§ **About this exercise**:
An exact reproduction of the entries is needed. Keep all pictures out of it.

========================

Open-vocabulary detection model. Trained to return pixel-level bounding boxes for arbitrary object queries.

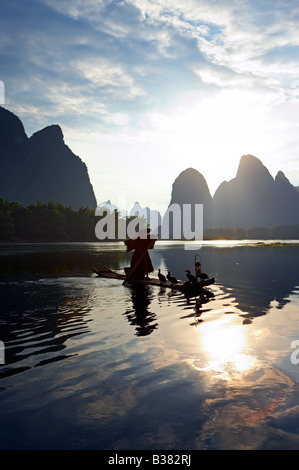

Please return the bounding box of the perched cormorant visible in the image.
[167,271,178,284]
[158,269,167,284]
[185,270,196,283]
[198,272,209,281]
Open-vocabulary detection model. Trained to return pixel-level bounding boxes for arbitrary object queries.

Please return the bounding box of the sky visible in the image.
[1,0,299,213]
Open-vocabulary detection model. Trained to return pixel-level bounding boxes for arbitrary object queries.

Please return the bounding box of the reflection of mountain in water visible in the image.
[160,245,299,323]
[123,286,158,336]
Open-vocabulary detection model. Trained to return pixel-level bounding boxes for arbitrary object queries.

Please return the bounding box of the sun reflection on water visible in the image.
[190,316,258,382]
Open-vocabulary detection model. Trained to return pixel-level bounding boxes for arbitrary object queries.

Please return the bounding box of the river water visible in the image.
[1,241,299,450]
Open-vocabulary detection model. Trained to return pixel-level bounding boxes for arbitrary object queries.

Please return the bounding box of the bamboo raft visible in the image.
[92,266,215,299]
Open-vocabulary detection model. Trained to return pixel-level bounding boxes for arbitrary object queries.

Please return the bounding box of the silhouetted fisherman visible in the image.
[124,229,156,282]
[195,260,202,280]
[195,260,209,281]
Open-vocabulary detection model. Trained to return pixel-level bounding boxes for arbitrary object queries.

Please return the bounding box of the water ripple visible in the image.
[0,278,93,381]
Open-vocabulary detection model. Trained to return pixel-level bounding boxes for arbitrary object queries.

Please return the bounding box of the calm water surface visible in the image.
[1,241,299,450]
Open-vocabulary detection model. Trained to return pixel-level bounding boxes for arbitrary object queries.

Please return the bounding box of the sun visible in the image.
[152,88,274,195]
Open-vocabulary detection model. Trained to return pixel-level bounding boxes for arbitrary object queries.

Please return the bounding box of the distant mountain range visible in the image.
[95,155,299,233]
[97,200,162,233]
[1,106,298,230]
[0,106,97,210]
[168,155,299,229]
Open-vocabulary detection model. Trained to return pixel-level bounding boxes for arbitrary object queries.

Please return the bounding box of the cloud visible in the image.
[1,0,299,206]
[3,0,297,119]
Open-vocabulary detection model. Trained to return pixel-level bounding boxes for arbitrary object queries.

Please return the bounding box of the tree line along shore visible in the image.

========================

§ **Answer space**:
Open-vocabulary detection model. Trained to return pixel-level bounding boxes for arbitrary object queries.


Please return the bounding box of the perched cormorant visible in the image.
[167,271,178,284]
[158,269,167,284]
[185,270,196,283]
[198,272,209,281]
Open-vocabulary detection model. Trained to return pixel-level bounding boxes for arbitrary object queries.

Please return the bounding box of the sky visible in the image.
[1,0,299,213]
Open-vocabulary detection model. Trained to return pixel-level bounding boxes for arbitrary object queries.

Please return the bounding box of the reflection of mountain in water visible in the image.
[160,245,299,323]
[123,286,158,336]
Open-vocabulary detection model. Trained to return pixel-level bounding boxes for arbitrary object queries.

Please return the bounding box of the sun reflection on water visible in the image.
[190,316,258,382]
Open-vocabulary detection model. Trained to return pixel-level bounding boxes for arbitrary object queries.

Please return the bounding box of the river water visible in the image.
[1,241,299,450]
Open-vocabulary detection model. Trained to return pixel-level bounding boxes for arbitrary object queries.

Please return the bounding box of the bamboo raft visible in the image.
[92,266,215,299]
Open-vocabulary detection model. Trained to return pixel-level bounding boxes for arbitrary object queries.

Please return the bounding box of the silhouetted fisherman visible in the image.
[124,229,156,282]
[195,260,202,280]
[195,260,209,281]
Open-vocabulary detection model. Trained to return pixel-level bounding boxes for arbitrary object queries.

Please return the bounding box of the water ripple visible in the image.
[0,278,93,381]
Open-vocabulary detection model. Trained to return pixel-level bounding boxes for arbitrary object queries.

Please return the bounding box of the calm water surface visible in the image.
[1,241,299,450]
Open-vocabulary detection model. Trained to return pixel-level bounding boxes for arbitrary object queries.

Please return the bounding box of the sun visible in the image.
[152,88,274,195]
Open-vocabulary detection model. Trained to return pixel-level bounding boxes for arbitrary object queries.

Please return the bounding box of the distant mountain range visible in the image.
[95,155,299,233]
[97,200,162,233]
[1,106,298,230]
[0,106,97,210]
[168,155,299,229]
Open-vocabulary detection model. Trained to return pixel-level bounding boxes for arbitrary object queries.

Please return the bounding box of the cloud visible in the image.
[1,0,299,206]
[3,0,297,119]
Open-vocabulary detection model. Trained to return pixel-level bounding boxes for arbitrary object queries.

Please return the bounding box of the tree line along shore visible in the image.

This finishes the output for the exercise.